» Problem: Find each line in the material below that contains the word "sweater" and copy those lines out.

+---+

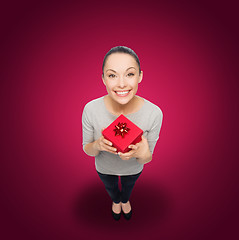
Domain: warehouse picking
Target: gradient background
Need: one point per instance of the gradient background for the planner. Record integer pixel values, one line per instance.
(51, 59)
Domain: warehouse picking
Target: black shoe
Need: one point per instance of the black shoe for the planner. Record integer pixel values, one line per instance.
(116, 216)
(128, 215)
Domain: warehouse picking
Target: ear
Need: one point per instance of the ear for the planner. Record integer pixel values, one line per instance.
(103, 79)
(140, 76)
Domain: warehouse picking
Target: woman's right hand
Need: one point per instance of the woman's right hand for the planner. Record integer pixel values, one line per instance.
(102, 144)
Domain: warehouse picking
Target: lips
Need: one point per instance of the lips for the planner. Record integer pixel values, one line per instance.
(122, 93)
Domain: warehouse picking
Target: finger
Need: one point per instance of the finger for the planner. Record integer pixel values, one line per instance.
(134, 147)
(110, 149)
(127, 154)
(107, 142)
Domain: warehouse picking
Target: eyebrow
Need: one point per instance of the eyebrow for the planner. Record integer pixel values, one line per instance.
(115, 71)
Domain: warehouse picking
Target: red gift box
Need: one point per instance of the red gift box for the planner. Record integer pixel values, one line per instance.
(122, 133)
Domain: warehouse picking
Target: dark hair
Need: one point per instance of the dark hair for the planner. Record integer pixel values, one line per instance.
(121, 49)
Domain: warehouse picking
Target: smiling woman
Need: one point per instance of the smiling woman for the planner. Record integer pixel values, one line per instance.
(121, 76)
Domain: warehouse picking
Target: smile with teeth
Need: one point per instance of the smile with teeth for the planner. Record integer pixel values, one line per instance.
(122, 93)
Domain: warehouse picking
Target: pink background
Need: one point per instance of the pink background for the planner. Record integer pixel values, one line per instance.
(52, 54)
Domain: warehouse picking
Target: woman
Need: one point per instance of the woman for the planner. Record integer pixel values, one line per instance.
(121, 76)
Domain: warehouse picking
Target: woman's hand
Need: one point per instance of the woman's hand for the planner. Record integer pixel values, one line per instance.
(102, 144)
(140, 151)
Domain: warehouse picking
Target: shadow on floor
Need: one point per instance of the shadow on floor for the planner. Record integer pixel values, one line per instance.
(150, 205)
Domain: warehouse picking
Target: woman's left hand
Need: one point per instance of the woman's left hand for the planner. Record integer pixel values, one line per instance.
(139, 150)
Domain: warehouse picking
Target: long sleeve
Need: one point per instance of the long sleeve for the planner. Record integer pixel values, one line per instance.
(153, 134)
(87, 128)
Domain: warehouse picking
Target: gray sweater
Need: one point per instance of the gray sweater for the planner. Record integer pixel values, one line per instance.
(95, 116)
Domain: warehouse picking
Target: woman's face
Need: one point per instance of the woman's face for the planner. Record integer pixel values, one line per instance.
(121, 77)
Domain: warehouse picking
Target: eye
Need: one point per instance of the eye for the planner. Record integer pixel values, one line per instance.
(111, 75)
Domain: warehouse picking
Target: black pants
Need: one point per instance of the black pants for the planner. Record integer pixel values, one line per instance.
(112, 187)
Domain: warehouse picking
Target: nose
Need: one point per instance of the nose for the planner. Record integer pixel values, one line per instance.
(122, 82)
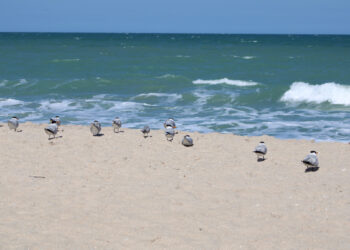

+---+

» Solution to the problem:
Target: gray sweater
Need: one point per instance of the gray sweater for the planner. Record integer pixel values, one line per instance.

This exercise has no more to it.